Return every row below verbatim, omitting the pictures from your answer.

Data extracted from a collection
****************

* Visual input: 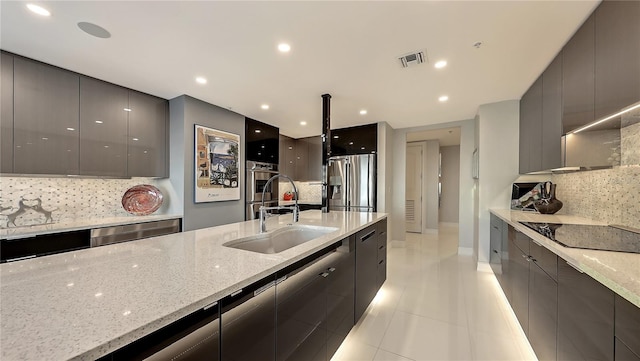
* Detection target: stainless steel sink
[223,225,338,254]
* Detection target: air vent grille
[398,50,427,68]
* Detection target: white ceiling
[0,0,599,138]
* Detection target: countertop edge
[489,209,640,308]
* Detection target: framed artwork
[194,124,240,203]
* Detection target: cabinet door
[562,14,595,134]
[541,54,562,169]
[509,236,529,335]
[327,235,356,360]
[595,1,640,119]
[355,225,378,322]
[558,259,614,360]
[615,295,640,359]
[305,136,322,181]
[528,262,558,361]
[127,90,169,177]
[0,53,13,173]
[80,76,129,177]
[294,139,309,181]
[13,57,80,174]
[220,275,276,361]
[520,77,542,173]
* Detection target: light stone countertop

****************

● TASK RESULT:
* Visual input: 
* Detection target: stainless steel sink
[223,225,338,254]
* Detection target: air vent grille
[398,50,427,68]
* Detection target: white ceiling
[0,0,599,138]
* Detection target: countertop edge
[489,209,640,308]
* Detection target: framed artwork
[194,124,240,203]
* Detection target: cabinet door
[562,14,595,134]
[541,54,562,169]
[509,236,529,335]
[327,235,356,360]
[595,1,640,119]
[355,225,378,322]
[558,259,614,360]
[615,295,640,359]
[305,136,322,181]
[528,262,558,361]
[127,90,169,177]
[0,53,13,173]
[80,76,129,177]
[294,139,309,181]
[13,57,80,174]
[220,275,276,361]
[520,77,542,173]
* Detection target: light stone countertop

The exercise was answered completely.